--- Start of Material supplied ---
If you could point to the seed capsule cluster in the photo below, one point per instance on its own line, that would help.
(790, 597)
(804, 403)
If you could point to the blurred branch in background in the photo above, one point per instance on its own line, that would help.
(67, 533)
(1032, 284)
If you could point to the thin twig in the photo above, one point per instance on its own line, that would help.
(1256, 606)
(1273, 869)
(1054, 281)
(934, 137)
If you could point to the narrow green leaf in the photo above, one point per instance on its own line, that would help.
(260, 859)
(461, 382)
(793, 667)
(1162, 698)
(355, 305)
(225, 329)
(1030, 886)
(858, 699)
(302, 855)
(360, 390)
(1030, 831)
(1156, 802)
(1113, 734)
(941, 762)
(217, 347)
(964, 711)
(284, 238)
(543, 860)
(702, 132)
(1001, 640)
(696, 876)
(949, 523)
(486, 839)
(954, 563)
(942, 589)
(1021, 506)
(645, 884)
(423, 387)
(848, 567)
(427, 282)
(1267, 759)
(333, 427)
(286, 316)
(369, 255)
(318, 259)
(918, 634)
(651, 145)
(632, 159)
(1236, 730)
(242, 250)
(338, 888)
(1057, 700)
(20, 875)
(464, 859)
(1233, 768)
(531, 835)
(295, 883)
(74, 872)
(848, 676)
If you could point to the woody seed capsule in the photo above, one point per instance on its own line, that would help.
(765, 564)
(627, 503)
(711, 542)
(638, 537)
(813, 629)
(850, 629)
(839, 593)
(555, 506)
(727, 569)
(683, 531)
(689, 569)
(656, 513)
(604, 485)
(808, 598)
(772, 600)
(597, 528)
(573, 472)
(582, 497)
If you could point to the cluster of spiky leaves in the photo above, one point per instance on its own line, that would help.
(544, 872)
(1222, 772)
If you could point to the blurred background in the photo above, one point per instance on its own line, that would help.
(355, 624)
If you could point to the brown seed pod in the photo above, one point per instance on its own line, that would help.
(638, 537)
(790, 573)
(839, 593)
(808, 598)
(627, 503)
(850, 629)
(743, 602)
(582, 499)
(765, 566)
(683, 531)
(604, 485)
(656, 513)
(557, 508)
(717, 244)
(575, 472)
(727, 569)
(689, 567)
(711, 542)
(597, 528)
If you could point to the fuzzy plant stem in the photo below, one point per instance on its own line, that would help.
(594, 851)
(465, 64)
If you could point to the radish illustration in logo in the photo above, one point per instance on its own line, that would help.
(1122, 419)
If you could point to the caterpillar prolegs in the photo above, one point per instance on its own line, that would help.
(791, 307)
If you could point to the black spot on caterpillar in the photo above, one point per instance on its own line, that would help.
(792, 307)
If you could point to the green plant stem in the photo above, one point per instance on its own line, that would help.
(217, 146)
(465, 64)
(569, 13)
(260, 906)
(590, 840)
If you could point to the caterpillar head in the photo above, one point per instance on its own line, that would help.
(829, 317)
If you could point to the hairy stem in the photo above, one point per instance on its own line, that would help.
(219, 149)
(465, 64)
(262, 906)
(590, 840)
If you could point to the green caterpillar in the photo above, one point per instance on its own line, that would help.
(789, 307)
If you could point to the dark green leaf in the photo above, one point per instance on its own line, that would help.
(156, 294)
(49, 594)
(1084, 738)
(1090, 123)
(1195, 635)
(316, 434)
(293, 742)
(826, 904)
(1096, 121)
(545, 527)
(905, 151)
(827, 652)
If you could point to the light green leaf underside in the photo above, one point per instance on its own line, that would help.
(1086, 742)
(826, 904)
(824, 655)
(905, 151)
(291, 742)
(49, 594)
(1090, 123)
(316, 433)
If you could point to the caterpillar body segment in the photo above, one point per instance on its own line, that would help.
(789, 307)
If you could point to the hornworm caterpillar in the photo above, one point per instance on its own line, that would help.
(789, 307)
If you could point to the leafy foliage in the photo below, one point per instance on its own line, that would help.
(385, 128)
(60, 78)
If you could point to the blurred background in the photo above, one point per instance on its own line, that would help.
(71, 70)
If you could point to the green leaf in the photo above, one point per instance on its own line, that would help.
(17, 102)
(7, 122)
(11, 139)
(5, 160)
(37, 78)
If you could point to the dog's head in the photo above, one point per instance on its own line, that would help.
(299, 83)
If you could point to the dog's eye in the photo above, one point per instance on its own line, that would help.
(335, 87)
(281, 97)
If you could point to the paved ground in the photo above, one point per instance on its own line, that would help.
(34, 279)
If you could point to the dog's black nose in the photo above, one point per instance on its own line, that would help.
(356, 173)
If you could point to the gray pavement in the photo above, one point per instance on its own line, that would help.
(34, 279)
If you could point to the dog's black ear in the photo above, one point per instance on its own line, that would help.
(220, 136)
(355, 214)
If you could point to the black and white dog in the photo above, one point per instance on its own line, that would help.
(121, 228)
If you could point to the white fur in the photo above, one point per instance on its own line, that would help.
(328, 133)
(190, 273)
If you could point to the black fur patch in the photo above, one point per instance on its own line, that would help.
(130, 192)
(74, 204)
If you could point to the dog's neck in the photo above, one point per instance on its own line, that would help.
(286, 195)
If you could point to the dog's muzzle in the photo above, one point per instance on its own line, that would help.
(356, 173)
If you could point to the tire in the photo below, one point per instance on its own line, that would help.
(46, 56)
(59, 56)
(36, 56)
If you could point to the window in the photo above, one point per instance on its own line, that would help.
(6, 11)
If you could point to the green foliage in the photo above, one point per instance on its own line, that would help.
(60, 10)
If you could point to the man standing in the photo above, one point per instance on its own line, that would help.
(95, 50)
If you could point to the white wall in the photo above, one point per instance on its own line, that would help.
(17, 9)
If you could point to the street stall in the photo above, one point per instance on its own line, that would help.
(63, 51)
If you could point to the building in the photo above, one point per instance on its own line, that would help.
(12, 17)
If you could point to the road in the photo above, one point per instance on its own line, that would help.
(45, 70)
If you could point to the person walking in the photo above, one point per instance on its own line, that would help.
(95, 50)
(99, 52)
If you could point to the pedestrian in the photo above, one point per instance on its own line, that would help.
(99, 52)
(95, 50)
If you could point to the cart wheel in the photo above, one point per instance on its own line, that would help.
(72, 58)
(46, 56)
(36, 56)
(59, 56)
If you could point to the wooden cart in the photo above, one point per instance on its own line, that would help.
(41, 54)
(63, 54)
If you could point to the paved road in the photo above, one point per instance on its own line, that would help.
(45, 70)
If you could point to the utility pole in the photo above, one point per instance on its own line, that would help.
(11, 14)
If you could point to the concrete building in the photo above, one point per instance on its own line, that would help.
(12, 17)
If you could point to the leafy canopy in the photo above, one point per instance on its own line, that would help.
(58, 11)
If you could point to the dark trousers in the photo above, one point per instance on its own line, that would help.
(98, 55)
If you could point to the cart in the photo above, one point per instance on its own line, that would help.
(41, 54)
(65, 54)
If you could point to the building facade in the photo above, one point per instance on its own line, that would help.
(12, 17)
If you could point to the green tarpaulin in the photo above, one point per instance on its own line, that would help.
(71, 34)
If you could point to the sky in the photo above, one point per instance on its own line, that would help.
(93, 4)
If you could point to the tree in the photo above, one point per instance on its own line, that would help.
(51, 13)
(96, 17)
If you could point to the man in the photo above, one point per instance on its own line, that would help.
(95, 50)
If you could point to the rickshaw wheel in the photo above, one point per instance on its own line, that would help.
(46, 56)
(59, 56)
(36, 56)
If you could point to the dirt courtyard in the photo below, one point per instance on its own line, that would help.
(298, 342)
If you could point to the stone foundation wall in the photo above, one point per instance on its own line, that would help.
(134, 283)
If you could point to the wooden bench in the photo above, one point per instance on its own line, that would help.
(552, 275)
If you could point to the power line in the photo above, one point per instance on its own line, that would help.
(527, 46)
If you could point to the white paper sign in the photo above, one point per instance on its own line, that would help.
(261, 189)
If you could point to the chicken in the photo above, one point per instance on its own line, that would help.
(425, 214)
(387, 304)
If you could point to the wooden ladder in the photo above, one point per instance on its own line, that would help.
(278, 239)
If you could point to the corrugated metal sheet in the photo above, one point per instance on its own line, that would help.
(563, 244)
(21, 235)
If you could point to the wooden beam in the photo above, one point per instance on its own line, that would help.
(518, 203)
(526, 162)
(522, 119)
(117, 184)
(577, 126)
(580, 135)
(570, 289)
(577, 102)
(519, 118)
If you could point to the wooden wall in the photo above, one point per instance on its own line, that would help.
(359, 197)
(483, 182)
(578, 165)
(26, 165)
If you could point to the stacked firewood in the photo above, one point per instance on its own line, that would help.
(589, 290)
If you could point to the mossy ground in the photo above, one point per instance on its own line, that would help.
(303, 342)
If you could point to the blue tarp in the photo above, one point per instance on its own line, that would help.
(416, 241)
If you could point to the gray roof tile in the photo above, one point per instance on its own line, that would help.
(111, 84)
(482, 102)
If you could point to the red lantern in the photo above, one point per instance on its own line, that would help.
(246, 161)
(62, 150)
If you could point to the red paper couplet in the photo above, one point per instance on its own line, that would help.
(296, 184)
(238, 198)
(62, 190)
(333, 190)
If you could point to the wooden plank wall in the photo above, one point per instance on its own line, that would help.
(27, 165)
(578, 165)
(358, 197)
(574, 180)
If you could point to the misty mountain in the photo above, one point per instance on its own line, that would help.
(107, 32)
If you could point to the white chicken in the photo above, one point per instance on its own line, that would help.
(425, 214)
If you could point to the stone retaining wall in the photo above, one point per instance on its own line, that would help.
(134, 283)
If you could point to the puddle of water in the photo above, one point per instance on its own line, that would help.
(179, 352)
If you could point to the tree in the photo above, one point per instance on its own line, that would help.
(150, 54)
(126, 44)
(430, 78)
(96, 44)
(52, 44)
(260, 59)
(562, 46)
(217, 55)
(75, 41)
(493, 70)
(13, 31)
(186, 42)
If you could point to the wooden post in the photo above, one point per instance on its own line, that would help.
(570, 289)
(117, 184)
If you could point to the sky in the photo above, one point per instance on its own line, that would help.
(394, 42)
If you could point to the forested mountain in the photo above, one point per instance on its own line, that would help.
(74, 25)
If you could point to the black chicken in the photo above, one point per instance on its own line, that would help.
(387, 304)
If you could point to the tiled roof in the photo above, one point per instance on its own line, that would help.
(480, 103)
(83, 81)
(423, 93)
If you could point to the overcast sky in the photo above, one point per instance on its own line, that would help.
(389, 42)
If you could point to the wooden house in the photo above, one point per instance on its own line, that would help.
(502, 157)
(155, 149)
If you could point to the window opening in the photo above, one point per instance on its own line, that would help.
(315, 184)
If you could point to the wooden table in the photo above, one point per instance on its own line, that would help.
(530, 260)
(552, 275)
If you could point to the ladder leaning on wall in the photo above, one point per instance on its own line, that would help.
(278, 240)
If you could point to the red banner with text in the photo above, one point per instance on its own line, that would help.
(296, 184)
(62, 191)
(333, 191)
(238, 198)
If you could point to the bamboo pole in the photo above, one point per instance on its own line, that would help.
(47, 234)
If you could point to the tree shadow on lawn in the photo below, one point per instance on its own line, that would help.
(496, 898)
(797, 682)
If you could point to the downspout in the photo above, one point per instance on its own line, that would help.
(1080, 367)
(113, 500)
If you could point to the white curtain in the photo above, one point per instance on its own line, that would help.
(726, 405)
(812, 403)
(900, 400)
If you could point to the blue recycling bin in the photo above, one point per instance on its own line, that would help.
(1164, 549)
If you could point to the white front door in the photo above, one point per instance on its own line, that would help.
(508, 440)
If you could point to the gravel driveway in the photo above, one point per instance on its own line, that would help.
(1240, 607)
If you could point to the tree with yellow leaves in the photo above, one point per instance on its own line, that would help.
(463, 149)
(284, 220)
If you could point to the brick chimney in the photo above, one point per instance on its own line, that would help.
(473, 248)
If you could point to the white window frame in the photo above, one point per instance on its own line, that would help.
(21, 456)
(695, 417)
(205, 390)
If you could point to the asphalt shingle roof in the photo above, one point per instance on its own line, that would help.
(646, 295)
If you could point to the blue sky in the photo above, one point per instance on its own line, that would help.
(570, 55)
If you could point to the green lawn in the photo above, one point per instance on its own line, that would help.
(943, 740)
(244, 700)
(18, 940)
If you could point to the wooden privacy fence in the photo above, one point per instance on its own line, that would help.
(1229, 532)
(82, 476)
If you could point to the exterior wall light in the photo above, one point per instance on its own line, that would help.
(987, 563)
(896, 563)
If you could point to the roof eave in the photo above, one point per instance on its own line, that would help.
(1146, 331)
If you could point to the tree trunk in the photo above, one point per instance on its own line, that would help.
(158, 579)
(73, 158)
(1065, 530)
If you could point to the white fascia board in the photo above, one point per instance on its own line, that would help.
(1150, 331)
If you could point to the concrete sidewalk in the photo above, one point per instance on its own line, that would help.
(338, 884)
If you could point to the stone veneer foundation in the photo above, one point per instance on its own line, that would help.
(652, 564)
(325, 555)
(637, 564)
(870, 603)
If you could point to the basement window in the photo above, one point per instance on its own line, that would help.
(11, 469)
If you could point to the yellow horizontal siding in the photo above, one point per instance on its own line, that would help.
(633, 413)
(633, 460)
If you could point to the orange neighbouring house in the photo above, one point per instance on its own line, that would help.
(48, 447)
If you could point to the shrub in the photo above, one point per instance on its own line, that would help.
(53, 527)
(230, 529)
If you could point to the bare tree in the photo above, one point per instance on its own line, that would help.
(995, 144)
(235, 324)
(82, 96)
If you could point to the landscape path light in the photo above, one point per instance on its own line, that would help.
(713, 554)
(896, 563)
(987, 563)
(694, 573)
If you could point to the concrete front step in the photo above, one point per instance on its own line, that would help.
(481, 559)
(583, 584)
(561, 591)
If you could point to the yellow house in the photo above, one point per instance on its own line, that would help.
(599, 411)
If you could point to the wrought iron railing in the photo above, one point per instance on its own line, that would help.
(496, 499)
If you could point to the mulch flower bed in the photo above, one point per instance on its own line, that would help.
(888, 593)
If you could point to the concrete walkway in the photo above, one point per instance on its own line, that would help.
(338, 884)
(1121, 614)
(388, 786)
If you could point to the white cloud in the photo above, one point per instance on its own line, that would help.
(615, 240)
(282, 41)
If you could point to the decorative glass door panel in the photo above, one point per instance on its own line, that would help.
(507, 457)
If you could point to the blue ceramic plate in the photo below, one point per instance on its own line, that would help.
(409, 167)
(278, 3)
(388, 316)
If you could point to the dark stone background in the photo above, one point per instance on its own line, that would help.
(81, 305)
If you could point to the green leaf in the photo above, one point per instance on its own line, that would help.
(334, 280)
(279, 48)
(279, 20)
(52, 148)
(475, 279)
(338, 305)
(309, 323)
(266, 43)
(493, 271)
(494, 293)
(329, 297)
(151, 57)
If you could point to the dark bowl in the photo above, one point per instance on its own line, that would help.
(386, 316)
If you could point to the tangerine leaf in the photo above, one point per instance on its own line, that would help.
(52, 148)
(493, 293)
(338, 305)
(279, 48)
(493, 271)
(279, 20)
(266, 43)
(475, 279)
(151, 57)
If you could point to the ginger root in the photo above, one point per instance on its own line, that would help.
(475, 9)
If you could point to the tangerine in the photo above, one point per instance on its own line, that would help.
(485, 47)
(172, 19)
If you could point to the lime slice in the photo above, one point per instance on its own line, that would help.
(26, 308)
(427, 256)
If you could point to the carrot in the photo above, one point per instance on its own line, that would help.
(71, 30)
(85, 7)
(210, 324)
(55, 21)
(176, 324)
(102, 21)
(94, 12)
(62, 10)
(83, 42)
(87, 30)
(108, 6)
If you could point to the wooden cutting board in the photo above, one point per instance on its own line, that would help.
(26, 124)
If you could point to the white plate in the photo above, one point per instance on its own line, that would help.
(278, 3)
--- End of Material supplied ---
Exercise task
Could you copy out, word for word, the stretch from the start of the records through the line containing "(1032, 284)"?

Answer to the exercise
If you could point to the seed capsule cluster in the photo below, one point per instance on its own line, that would help.
(790, 597)
(804, 403)
If you could point to the blurred branch in background in the photo above, one point per instance on its own line, that would help.
(67, 533)
(1032, 284)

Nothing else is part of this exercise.